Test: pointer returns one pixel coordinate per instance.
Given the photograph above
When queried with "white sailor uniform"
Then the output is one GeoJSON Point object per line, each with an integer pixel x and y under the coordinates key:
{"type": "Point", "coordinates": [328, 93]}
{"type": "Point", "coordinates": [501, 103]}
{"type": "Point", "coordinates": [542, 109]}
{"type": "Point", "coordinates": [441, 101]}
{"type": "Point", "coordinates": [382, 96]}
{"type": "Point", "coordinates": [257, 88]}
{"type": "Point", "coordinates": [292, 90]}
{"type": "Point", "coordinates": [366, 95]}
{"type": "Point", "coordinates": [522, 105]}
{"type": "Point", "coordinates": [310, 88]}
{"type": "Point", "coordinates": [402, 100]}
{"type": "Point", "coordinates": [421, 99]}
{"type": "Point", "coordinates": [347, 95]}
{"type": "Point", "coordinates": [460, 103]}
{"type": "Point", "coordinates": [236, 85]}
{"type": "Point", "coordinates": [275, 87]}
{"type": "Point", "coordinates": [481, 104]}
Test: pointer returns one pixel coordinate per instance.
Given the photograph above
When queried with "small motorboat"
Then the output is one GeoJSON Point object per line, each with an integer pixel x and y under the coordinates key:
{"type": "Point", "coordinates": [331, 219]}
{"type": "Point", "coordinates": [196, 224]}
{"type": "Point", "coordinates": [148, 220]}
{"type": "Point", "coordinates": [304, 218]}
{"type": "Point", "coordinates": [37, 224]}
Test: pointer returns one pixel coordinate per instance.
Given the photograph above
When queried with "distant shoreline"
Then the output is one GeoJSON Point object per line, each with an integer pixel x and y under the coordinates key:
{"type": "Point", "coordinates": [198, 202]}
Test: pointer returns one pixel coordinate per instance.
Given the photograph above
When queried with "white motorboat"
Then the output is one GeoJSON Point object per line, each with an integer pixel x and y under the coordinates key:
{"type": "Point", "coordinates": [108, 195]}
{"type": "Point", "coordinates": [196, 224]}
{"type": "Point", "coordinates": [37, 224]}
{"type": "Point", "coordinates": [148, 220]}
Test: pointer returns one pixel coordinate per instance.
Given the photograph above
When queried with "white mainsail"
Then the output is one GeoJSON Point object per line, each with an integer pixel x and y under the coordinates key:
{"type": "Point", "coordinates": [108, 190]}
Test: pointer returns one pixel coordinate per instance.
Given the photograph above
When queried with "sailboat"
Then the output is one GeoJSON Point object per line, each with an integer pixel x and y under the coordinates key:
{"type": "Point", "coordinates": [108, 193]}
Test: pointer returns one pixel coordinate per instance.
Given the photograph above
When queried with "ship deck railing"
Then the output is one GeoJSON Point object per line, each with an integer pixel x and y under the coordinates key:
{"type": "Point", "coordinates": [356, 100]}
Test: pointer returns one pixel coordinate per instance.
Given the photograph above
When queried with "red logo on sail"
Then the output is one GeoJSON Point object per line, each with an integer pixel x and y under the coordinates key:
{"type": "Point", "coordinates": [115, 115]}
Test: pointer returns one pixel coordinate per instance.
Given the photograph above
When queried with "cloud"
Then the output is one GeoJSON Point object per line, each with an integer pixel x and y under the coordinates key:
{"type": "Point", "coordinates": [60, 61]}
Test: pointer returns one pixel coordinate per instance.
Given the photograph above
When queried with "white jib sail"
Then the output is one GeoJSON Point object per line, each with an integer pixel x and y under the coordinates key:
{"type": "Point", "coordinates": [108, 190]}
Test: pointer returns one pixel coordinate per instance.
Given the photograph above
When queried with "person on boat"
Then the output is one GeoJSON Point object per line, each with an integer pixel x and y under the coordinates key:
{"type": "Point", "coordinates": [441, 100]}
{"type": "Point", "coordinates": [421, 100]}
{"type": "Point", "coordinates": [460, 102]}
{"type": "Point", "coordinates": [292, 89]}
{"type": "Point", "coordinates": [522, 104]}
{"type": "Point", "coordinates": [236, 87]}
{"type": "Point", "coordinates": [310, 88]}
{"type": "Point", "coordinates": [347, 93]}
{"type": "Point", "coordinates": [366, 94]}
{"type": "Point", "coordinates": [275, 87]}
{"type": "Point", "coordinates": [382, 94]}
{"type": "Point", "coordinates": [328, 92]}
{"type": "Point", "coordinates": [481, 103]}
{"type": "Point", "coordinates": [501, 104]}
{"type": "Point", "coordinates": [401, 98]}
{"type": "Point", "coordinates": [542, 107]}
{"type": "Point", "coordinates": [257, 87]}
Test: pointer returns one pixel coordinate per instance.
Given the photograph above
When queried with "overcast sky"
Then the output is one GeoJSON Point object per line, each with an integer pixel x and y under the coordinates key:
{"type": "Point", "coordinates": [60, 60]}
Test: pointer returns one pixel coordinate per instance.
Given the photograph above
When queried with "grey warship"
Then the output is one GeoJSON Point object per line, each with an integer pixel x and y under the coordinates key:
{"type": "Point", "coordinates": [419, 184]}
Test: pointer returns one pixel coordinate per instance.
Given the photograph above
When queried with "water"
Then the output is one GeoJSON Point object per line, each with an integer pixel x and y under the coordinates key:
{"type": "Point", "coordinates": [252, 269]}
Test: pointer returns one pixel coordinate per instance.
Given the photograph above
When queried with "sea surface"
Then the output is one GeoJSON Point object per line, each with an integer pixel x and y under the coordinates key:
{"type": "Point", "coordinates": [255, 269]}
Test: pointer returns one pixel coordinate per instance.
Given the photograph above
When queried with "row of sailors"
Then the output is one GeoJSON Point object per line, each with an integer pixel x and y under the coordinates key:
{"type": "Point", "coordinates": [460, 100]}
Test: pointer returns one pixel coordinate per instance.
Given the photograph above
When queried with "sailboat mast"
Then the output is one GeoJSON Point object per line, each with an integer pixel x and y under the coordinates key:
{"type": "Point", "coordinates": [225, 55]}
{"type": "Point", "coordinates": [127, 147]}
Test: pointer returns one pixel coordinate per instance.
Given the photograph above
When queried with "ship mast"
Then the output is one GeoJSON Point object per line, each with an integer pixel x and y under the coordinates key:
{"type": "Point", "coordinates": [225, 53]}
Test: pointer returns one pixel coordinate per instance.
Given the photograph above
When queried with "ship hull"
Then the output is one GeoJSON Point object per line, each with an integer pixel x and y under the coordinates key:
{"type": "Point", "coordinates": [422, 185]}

____

**WHAT THIS TASK INVOLVES:**
Word for word, extract all the records.

**PROBLEM SOLUTION:**
Test: pointer returns one pixel coordinate per instance.
Given the photograph above
When queried with "white sailor uniform"
Then the output is one GeoJSON Point object per line, each with an integer pixel x and y under the coordinates key:
{"type": "Point", "coordinates": [328, 93]}
{"type": "Point", "coordinates": [501, 103]}
{"type": "Point", "coordinates": [542, 109]}
{"type": "Point", "coordinates": [441, 101]}
{"type": "Point", "coordinates": [382, 96]}
{"type": "Point", "coordinates": [257, 88]}
{"type": "Point", "coordinates": [292, 90]}
{"type": "Point", "coordinates": [366, 95]}
{"type": "Point", "coordinates": [522, 105]}
{"type": "Point", "coordinates": [310, 88]}
{"type": "Point", "coordinates": [402, 100]}
{"type": "Point", "coordinates": [421, 99]}
{"type": "Point", "coordinates": [347, 95]}
{"type": "Point", "coordinates": [460, 103]}
{"type": "Point", "coordinates": [236, 85]}
{"type": "Point", "coordinates": [275, 87]}
{"type": "Point", "coordinates": [481, 104]}
Test: pointer returns one pixel coordinate per instance.
Given the photograph above
When queried with "small motorboat"
Then the output is one GeoJSON Point object per line, each with an integer pixel x and y under the coordinates key:
{"type": "Point", "coordinates": [331, 219]}
{"type": "Point", "coordinates": [196, 224]}
{"type": "Point", "coordinates": [148, 220]}
{"type": "Point", "coordinates": [304, 218]}
{"type": "Point", "coordinates": [37, 224]}
Test: pointer returns one pixel coordinate per instance.
Given the photograph above
When queried with "distant shoreline"
Then the output is one GeoJSON Point object per line, each with an integer pixel x and y under the coordinates key:
{"type": "Point", "coordinates": [198, 202]}
Test: pointer returns one pixel coordinate per instance.
Given the photograph above
When queried with "white motorboat"
Then the output is one GeoJSON Point object per line, each with an integer pixel x and y under the coordinates key:
{"type": "Point", "coordinates": [108, 195]}
{"type": "Point", "coordinates": [196, 224]}
{"type": "Point", "coordinates": [37, 224]}
{"type": "Point", "coordinates": [148, 220]}
Test: pointer returns one pixel coordinate per instance.
Given the photograph above
When queried with "white mainsail"
Then the output is one GeoJSON Point object per line, each with an integer pixel x and y under the coordinates key:
{"type": "Point", "coordinates": [108, 190]}
Test: pointer returns one pixel coordinate per instance.
Given the photograph above
When queried with "sailboat"
Then the output is one GeoJSON Point object per line, each with an integer pixel x and y under the coordinates key:
{"type": "Point", "coordinates": [108, 193]}
Test: pointer returns one pixel coordinate per instance.
Given the photograph above
When queried with "ship deck railing"
Then the output is one GeoJSON Point object per line, each with an integer pixel x and y under the coordinates key:
{"type": "Point", "coordinates": [356, 100]}
Test: pointer returns one pixel coordinate per instance.
Given the photograph above
When queried with "red logo on sail"
Then the output is one GeoJSON Point object per line, each with an integer pixel x and y under the coordinates key:
{"type": "Point", "coordinates": [115, 115]}
Test: pointer returns one pixel coordinate per instance.
Given the photograph above
When queried with "cloud"
Then the output is one GeoJSON Point object per line, each with an integer pixel x and y under the coordinates key:
{"type": "Point", "coordinates": [60, 61]}
Test: pointer returns one pixel coordinate per instance.
Given the photograph above
When queried with "white jib sail"
Then the output is one GeoJSON Point object per line, each with an integer pixel x and y under the coordinates key:
{"type": "Point", "coordinates": [108, 190]}
Test: pointer returns one pixel coordinate per instance.
Given the photograph above
When queried with "person on boat"
Then the output is one GeoJSON Point object per line, each with an integer pixel x and y under the coordinates key:
{"type": "Point", "coordinates": [441, 100]}
{"type": "Point", "coordinates": [421, 100]}
{"type": "Point", "coordinates": [460, 102]}
{"type": "Point", "coordinates": [292, 89]}
{"type": "Point", "coordinates": [522, 104]}
{"type": "Point", "coordinates": [236, 87]}
{"type": "Point", "coordinates": [310, 88]}
{"type": "Point", "coordinates": [347, 93]}
{"type": "Point", "coordinates": [366, 94]}
{"type": "Point", "coordinates": [275, 87]}
{"type": "Point", "coordinates": [382, 94]}
{"type": "Point", "coordinates": [328, 92]}
{"type": "Point", "coordinates": [481, 103]}
{"type": "Point", "coordinates": [501, 104]}
{"type": "Point", "coordinates": [401, 98]}
{"type": "Point", "coordinates": [542, 107]}
{"type": "Point", "coordinates": [257, 87]}
Test: pointer returns one pixel coordinate per instance.
Given the photograph above
When queried with "overcast sky"
Then the output is one GeoJSON Point object per line, each with an integer pixel x and y under the coordinates key:
{"type": "Point", "coordinates": [60, 60]}
Test: pointer returns one pixel coordinate per instance.
Given the photograph above
When queried with "grey warship"
Then the output is one GeoJSON Point object per line, each with an integer pixel x and y under the coordinates key:
{"type": "Point", "coordinates": [419, 184]}
Test: pointer returns one pixel coordinate per instance.
Given the photograph above
When queried with "water"
Then the output is one GeoJSON Point object per line, each with an integer pixel x and y under the coordinates key:
{"type": "Point", "coordinates": [252, 269]}
Test: pointer returns one pixel coordinate per instance.
Given the photograph above
When queried with "sea surface"
Then the output is one GeoJSON Point object per line, each with an integer pixel x and y under the coordinates key:
{"type": "Point", "coordinates": [255, 269]}
Test: pointer returns one pixel coordinate per instance.
Given the photograph above
When queried with "row of sailors"
Then the output is one GeoJSON Point object per line, each with an integer pixel x and y under the coordinates key:
{"type": "Point", "coordinates": [460, 100]}
Test: pointer returns one pixel coordinate per instance.
Given the photograph above
When queried with "sailboat mast"
Then the output is one GeoJSON Point object per line, each with an integer pixel x and y under the coordinates key:
{"type": "Point", "coordinates": [225, 55]}
{"type": "Point", "coordinates": [127, 147]}
Test: pointer returns one pixel coordinate per instance.
Given the photograph above
When queried with "ship mast"
Then the output is one GeoJSON Point object per line, each with an integer pixel x and y under the coordinates key:
{"type": "Point", "coordinates": [225, 53]}
Test: pointer returns one pixel coordinate per instance.
Given the photograph above
When queried with "ship hull"
Then the output is one GeoJSON Point object per line, each with an integer pixel x and y under the coordinates key:
{"type": "Point", "coordinates": [422, 185]}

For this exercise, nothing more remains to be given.